- Pam Martin and Pete Alvarado - Photo courtesy of Pam and Bob Martin.
- Born: Peter J. Alvarado Jr. February 22, 1920 Raton, New Mexico, U.S.
- Died: December 27, 2003 (aged 83) La Crescenta, California, U.S.
- Nationality: American
- Area(s): Penciller, animator, illustrator
- Pseudonym(s): Peter Jay, Bart Doe
- Notable works: Two time Academy Award winner for best short subject
- Awards: The Animation Guild, I.A.T.S.E. Local 839 Golden Award for Service to the Craft, Disney Hispanic Artist Award, Warner Bros. 24 "Carrot" Gold Award, ASIFA Winsor McCay Award for Lifetime Achievement in Aninmation

= Pete Alvarado =

American artist (1920–2003)

Peter J. Alvarado Jr. (February 22, 1920 – December 27, 2003) was an American animatior, background designer and comic book artist. Alvarado's animation career spanned almost 60 years. He was also a prolific contributor to Western Publishing's line of comic books.

==Biography==
===Animation===
Alvarado was born in Raton, New Mexico, and grew up in Glendale, California. He attended the Chouinard Art Institute in the 1930; after graduation he was hired as an assistant animator by the Walt Disney Studio. He provided uncredited work on Snow White and the Seven Dwarves. Around 1939 Alvarado left Disney to find work in New York City, where he provided his earliest comic book art for Funnies Inc., which supplied artwork for Fawcett Publications and Timely Comics (now Marvel Comics).

**GIVEN RECORDS:**
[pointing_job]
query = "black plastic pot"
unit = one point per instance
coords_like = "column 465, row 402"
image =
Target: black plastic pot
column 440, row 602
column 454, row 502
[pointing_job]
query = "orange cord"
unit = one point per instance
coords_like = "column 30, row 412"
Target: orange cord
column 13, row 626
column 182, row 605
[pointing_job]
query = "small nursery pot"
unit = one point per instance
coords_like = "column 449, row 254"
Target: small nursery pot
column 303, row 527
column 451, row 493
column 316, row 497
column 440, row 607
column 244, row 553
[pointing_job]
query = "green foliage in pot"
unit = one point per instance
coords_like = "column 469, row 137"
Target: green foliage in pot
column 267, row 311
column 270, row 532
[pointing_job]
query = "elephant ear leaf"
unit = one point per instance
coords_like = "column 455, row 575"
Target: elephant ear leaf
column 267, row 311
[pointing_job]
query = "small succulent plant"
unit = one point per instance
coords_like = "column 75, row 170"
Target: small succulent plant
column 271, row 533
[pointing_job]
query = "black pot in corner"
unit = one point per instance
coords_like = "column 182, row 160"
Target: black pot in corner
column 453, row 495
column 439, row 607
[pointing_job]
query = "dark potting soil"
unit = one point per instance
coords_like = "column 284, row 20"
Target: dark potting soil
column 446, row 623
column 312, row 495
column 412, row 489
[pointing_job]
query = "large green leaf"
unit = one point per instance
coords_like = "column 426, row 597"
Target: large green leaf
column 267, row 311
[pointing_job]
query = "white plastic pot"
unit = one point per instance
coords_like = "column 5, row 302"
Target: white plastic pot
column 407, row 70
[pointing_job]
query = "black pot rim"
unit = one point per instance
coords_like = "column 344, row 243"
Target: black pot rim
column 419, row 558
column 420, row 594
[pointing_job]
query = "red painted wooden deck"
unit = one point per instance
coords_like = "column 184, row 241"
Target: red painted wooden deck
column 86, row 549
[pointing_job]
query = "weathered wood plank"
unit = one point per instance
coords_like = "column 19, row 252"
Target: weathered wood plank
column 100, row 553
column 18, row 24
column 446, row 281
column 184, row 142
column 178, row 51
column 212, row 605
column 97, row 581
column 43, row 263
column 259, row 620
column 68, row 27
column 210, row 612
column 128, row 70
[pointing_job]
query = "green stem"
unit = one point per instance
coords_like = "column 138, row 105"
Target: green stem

**EXPLORE THE MATERIAL:**
(A) In the Pete Alvarado biography, what is the Spanish translation of the sentence "He was also a prolific contributor to Western Publishing's line of comic books."?
(B) According to the Pete Alvarado biography, in which city did Alvarado grow up?
(C) Go on with the Pete Alvarado biography from the last sentence shown.

**RESPONSES:**
(A) También colaboró de forma prolífica en la línea de cómics de Western Publishing.

(B) Glendale, California.

(C)
Alvarado returned to California and Disney Studio in 1941. He left Disney in 1946 to work for Warner Bros. Cartoons. Alvarado became the background painter for Chuck Jones, and his first screen credit was on the 1947 Pepé Le Pew short, Scent-imental Over You. He held this position until 1951, working on several cartoons such as the first Wile E. Coyote and Road Runner cartoon, Fast and Furry-ous, and Chuck Jones' Oscar-winning short For Scent-imental Reasons. His last work with Jones was Scent-imental Romeo in 1951, another cartoon featuring Pepé Le Pew. Alvarado went on to replace Cornett Wood as chief layout artist for Robert McKimson's unit. He left Warner Bros. entirely and was replaced by Bob Givens in 1953.

Alvarado later joined DePatie-Freleng Enterprises after Warner Bros. closed their cartoon division. He worked on several Pink Panther shorts, as well as the short lived animated series Super President.

Around 1971 Alvarado joined Hanna-Barbera as a layout artist; he worked on such series as The Pebbles and Bamm-Bamm Show (1971), Wheelie and the Chopper Bunch (1974), and many others. Alvarado also provided animation and layout work for Film Roman (Garfield and Friends).

Alvarado was the recipient of the 2001 Winsor McCay Award, for his lifetime of achievement in animation, as well as the Animation Guild's 1987 Golden Award.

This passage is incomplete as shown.